(Exercise brief): Output only the lines below from the one containing "Target: cardboard box" to the one containing "Where can you find the arched", exactly as written, both ends kept.
##### Input data #####
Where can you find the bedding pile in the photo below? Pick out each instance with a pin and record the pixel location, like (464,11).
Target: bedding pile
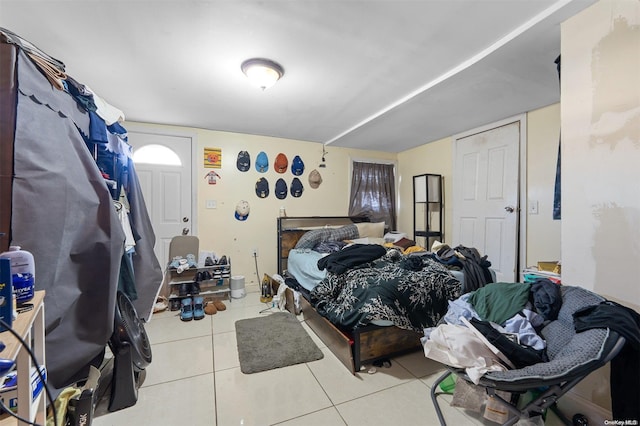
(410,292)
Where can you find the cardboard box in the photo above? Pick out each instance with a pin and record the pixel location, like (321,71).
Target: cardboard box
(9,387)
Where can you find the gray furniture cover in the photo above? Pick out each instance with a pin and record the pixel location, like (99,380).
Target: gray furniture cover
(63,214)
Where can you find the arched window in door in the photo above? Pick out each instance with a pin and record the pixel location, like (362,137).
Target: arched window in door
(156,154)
#####
##### Input data #####
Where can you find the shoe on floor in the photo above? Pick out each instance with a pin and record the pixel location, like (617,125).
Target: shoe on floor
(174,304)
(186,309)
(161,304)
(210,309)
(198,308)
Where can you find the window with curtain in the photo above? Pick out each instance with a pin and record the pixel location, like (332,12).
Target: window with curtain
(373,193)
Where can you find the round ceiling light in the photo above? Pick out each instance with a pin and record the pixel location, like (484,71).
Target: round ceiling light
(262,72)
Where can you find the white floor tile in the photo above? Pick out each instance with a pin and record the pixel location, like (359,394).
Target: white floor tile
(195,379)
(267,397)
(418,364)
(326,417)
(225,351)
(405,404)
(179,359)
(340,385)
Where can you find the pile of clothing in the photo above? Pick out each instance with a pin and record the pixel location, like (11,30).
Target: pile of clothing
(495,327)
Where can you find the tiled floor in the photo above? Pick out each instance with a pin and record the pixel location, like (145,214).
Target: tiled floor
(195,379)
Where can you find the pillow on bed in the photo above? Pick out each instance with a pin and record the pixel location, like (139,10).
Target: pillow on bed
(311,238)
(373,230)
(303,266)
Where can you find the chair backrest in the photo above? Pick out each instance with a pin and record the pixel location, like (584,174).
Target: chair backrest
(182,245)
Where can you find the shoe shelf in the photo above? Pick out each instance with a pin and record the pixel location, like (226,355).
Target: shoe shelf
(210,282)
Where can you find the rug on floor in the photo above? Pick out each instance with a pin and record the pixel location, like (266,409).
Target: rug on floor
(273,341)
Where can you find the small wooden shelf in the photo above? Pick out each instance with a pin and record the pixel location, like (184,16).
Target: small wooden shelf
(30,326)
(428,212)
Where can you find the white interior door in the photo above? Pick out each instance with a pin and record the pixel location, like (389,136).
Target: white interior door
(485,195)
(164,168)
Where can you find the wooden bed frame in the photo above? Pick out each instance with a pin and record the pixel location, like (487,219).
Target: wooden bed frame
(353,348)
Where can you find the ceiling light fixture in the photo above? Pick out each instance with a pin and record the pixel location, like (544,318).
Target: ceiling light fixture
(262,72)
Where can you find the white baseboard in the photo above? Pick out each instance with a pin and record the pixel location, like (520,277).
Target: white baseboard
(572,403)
#####
##### Input data #####
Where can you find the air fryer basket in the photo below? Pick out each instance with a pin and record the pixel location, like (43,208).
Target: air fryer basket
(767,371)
#####
(Answer section):
Target: cardboard box
(9,387)
Where can you find the gray furniture cover in the photo above? Pick out each instance with a pin and record the pixel location, like (99,380).
Target: gray furniture cover
(63,214)
Where can you find the arched window in door in the photo above? Pick out each instance with a pin and record the pixel location, like (362,137).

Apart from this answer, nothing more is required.